Count the lines in the material below that contain the string "fluorescent", and reply with only that number.

:::

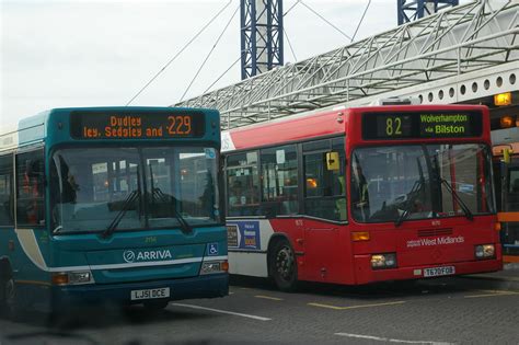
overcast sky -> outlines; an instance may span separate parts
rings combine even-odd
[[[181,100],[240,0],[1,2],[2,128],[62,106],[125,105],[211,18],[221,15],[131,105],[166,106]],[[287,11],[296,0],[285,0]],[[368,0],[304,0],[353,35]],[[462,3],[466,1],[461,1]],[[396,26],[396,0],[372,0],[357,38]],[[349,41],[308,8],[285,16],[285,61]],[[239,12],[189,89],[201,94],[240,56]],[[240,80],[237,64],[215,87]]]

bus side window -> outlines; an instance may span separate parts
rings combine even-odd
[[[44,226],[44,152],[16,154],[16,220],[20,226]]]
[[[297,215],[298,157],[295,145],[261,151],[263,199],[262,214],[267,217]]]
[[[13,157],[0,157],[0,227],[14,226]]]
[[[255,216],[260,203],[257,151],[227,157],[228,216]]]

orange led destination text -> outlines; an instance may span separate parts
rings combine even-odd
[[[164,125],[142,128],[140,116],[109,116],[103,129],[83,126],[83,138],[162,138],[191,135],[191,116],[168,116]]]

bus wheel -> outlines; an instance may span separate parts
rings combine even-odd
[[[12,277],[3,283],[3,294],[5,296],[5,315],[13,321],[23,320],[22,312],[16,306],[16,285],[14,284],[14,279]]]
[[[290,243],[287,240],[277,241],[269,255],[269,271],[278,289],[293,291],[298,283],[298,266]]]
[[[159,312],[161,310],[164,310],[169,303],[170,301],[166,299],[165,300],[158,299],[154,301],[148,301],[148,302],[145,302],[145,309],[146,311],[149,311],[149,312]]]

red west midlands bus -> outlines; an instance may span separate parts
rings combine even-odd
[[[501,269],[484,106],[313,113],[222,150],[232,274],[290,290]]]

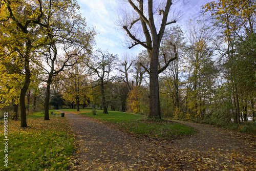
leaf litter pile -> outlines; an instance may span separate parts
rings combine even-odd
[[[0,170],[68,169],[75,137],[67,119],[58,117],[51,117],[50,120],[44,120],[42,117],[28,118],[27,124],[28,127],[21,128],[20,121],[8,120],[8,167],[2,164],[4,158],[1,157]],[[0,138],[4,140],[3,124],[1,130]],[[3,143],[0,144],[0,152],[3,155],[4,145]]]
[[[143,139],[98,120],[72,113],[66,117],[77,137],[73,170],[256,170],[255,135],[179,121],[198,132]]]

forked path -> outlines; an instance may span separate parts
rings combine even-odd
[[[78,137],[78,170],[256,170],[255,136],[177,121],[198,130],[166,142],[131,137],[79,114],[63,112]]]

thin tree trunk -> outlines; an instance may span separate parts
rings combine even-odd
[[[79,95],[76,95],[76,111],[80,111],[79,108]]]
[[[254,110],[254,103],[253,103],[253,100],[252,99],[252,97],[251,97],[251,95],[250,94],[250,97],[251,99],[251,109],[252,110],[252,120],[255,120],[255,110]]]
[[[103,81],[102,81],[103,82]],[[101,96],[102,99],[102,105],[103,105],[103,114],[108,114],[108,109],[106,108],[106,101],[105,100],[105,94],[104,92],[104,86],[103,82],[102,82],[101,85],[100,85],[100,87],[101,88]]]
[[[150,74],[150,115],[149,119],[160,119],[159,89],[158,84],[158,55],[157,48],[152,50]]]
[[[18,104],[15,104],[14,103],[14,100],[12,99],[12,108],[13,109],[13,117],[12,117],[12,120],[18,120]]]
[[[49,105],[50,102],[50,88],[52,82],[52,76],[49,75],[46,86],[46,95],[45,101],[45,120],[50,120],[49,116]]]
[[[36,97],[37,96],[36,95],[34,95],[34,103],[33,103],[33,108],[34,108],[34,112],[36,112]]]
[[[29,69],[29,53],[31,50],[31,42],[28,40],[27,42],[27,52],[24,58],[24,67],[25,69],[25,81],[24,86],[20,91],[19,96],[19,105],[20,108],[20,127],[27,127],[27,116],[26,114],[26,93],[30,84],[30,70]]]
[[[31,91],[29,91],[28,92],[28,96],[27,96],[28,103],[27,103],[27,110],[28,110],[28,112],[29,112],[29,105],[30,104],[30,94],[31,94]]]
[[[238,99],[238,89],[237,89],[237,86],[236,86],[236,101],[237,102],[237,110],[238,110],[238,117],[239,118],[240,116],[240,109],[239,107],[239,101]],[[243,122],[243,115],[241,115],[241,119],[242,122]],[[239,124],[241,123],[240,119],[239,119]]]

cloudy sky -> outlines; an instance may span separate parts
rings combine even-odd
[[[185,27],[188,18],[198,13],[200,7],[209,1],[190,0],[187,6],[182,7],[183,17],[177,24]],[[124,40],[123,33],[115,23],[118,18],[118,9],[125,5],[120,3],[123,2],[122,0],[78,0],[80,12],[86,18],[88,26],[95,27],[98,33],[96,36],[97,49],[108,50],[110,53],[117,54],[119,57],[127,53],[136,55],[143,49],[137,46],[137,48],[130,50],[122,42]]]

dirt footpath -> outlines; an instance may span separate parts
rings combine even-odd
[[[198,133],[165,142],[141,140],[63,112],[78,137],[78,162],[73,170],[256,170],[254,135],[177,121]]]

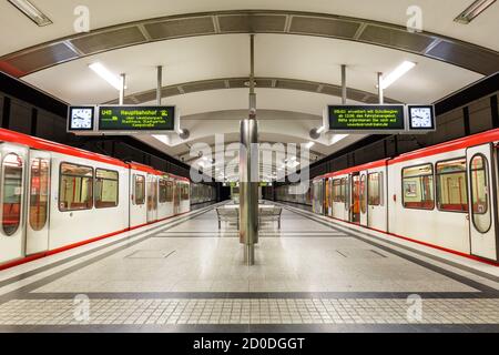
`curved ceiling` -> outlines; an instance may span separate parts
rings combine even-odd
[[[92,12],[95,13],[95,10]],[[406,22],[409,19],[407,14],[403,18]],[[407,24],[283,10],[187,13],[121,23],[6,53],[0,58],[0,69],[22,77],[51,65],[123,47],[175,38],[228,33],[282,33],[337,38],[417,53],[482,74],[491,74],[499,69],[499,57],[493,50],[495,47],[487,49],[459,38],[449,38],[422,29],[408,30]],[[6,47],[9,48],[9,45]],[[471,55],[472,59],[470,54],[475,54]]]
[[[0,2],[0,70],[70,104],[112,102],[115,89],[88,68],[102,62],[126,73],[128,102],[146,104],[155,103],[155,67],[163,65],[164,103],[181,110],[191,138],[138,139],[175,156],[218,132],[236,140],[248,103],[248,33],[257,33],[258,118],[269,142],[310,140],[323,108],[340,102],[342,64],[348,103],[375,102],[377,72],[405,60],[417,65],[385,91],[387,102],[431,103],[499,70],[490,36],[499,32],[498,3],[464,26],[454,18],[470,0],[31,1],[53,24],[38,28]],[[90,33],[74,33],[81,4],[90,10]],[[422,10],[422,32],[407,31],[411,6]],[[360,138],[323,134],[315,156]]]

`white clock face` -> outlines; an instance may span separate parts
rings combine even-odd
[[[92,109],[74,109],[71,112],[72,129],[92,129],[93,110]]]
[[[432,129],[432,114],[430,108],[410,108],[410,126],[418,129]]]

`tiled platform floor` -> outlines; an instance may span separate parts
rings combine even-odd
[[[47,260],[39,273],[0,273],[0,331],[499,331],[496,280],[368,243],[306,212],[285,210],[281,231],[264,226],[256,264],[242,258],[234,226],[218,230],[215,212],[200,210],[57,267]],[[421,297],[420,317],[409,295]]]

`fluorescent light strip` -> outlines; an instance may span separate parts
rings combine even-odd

:::

EXPECTED OUTPUT » 1